:: EXERCISE DATA

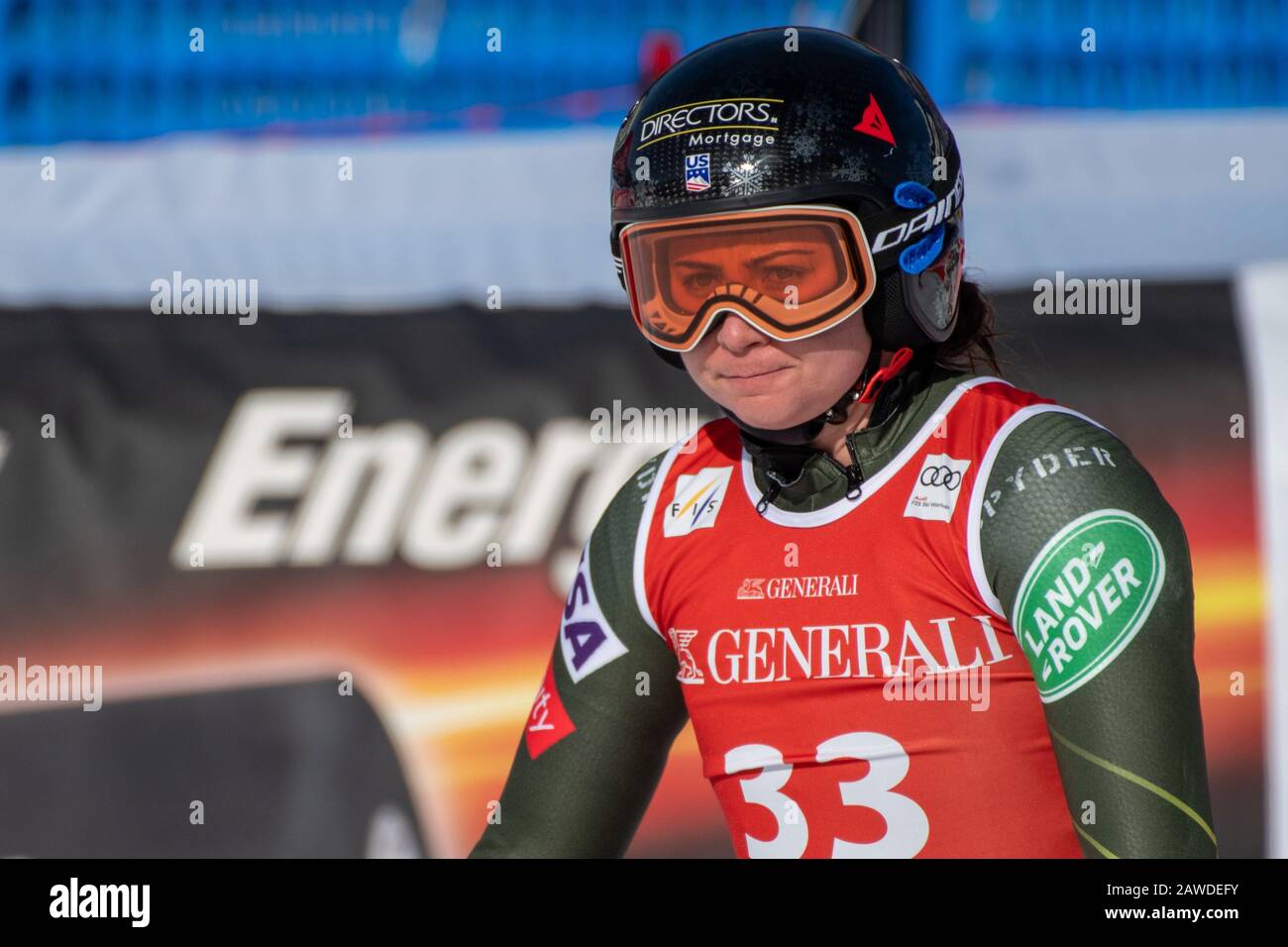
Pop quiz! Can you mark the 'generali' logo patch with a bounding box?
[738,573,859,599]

::::
:: EXERCISE DATA

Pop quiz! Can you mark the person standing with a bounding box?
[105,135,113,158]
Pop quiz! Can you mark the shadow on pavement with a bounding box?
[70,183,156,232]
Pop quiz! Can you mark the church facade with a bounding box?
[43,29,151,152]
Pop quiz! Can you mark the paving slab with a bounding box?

::::
:: EXERCISE DATA

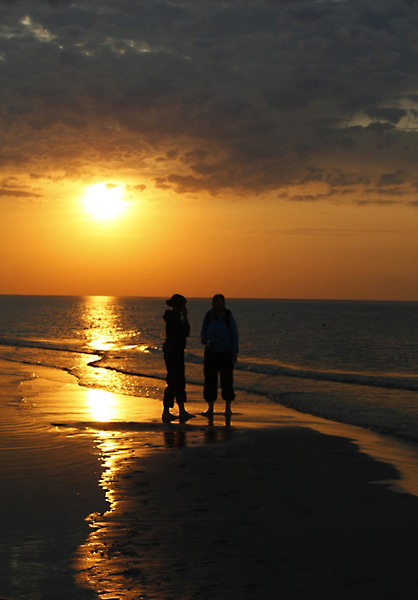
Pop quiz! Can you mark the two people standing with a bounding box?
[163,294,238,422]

::::

**WHAT THE EXERCISE ASKS:** Reproduce, without any change, the lines running from the line containing "Pop quiz! Can you mark the 'generali'" through the line containing "[738,573,859,599]", with both of those lines included.

**THE OUTPUT:**
Pop quiz! Can you mark the 'generali' logo patch with a bounding box?
[738,573,859,599]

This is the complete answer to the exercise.